The article below describes research on the RNA of the new coronavirus. Which two RNA viruses does it say are known to be highly modified?

EXTRACT:
-*-*-

Chemists race to decode RNA of new coronavirus
As scientists around the world race to decode the coronavirus that has caused more than 15,000 deaths in a matter of months, a group of University of Chicago chemists are focusing on understanding how the virus's RNA works—which could translate to a more effective vaccine.
COVID-19, like many other viruses, is made solely out of RNA, the set of molecules that most of us remember learning in biology class as messengers that carry out instructions from DNA. But Prof. Chuan He opened a new field of biology nearly a decade ago by discovering the process is much more complex than that: messenger RNA is actually an active player that can be modified and unmodified in ways that can crucially affect cell function.
Later studies found that viral RNA can hijack their host's modification processes to gain survival advantages. On the other hand, the host (or scientist) can also target these modifications to suppress an infection.
As the coronavirus outbreak has progressed, He's lab has turned its attention to decoding the role that RNA modifications play in COVID-19.
"We know that some RNA viruses are highly modified, including HIV and Zika, and that these are very important to the function of the virus," said He, the John T. Wilson Distinguished Service Professor at UChicago. "It's possible the same is true for COVID-19."
This information could be extremely valuable for understanding how the virus works, and especially so for making a more effective vaccine.
When researchers make a vaccine, one approach is to adapt the RNA sequence of the virus by chopping off the parts that are critical for viral infection. With its toxicity hampered, the virus can't take hold easily, and the host's immune system can use it to mount a response and gain immunity.
But not all vaccines are created equal. Some turn out to be more effective than others, and one crucial angle could be RNA modifications, He explained. By understanding how these modifications work in the virus, researchers could be able to tune how the vaccine's version of the virus produces proteins, to make it easier for the host's immune system to respond.
"This is especially a concern with this virus, which appears to have a large number of asymptomatic carriers," He said. "If 80% of patients don't actually show many symptoms whether or not they're infected, if the vaccine is only partially effective, it would be difficult to tell."
He hopes to begin working on purified viral RNA from collaborators early this week. Other UChicago researchers are adapting their labs to study COVID-19 as well.
The process will teach them a lot about viruses in general, He said. "While many people study viruses, a large amount of that effort has been focused on viruses such as HIV. We do not know much about COVID-19, and there is clearly a lot to be learned."

-*-*-

INFORMATION SHOWN:
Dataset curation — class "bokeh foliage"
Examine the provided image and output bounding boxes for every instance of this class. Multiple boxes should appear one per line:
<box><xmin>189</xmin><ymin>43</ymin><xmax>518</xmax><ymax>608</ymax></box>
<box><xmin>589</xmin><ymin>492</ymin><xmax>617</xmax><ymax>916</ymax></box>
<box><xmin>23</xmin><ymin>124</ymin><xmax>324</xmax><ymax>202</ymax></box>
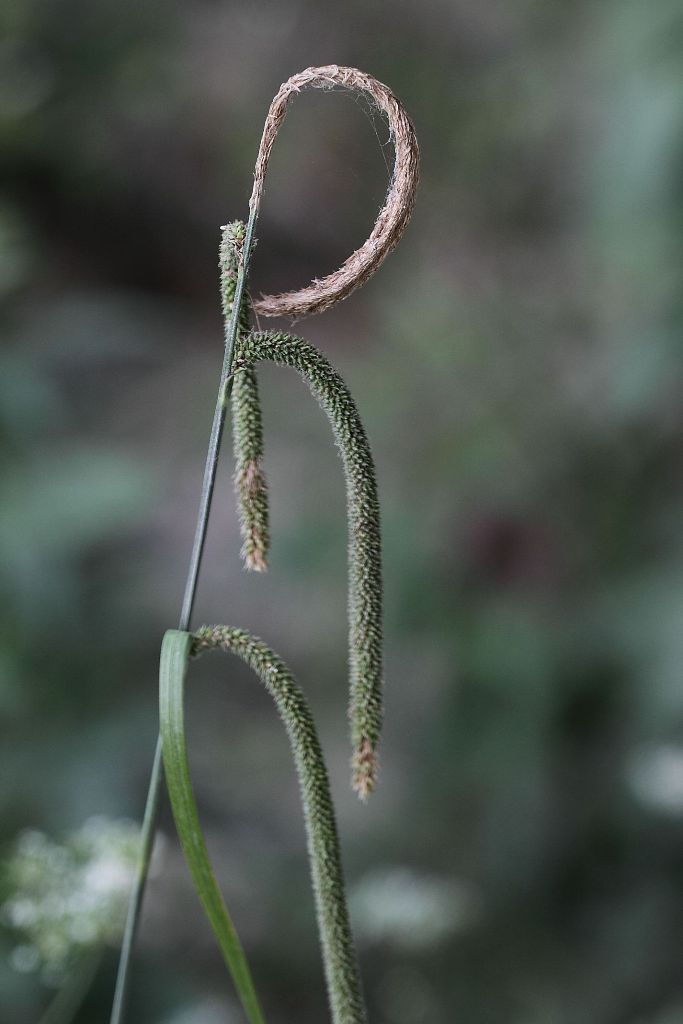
<box><xmin>0</xmin><ymin>0</ymin><xmax>683</xmax><ymax>1024</ymax></box>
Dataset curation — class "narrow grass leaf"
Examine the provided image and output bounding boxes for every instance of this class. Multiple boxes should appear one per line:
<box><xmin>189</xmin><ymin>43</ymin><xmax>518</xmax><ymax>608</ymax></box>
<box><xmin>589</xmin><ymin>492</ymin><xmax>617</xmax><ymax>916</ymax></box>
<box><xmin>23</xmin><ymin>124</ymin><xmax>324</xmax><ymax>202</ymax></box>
<box><xmin>159</xmin><ymin>630</ymin><xmax>264</xmax><ymax>1024</ymax></box>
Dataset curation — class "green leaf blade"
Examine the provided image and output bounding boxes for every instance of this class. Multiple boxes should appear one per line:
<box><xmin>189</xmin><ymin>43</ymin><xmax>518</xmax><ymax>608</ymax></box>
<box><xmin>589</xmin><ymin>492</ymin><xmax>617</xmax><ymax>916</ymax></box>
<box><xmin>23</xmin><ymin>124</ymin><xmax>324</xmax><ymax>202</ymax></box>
<box><xmin>159</xmin><ymin>630</ymin><xmax>265</xmax><ymax>1024</ymax></box>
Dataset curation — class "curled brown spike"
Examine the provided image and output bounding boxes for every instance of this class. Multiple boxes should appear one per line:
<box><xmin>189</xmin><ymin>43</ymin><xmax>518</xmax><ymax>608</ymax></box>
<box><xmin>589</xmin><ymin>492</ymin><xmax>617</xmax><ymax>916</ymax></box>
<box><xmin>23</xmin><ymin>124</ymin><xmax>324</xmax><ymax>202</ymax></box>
<box><xmin>249</xmin><ymin>65</ymin><xmax>420</xmax><ymax>317</ymax></box>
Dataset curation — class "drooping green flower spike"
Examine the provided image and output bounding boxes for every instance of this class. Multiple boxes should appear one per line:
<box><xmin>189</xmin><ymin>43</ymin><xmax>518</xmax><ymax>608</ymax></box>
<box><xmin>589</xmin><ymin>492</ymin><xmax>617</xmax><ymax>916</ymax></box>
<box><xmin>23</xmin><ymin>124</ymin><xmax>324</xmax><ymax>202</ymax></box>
<box><xmin>236</xmin><ymin>332</ymin><xmax>382</xmax><ymax>799</ymax></box>
<box><xmin>160</xmin><ymin>626</ymin><xmax>366</xmax><ymax>1024</ymax></box>
<box><xmin>219</xmin><ymin>220</ymin><xmax>269</xmax><ymax>572</ymax></box>
<box><xmin>221</xmin><ymin>221</ymin><xmax>382</xmax><ymax>799</ymax></box>
<box><xmin>111</xmin><ymin>65</ymin><xmax>419</xmax><ymax>1024</ymax></box>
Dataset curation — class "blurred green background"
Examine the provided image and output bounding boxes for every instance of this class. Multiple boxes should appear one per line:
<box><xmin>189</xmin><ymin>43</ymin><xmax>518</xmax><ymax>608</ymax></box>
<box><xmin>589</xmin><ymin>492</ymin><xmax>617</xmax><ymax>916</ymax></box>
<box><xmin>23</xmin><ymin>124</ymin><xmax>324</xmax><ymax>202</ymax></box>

-*-*-

WRITTEN SOLUTION:
HIV and Zika.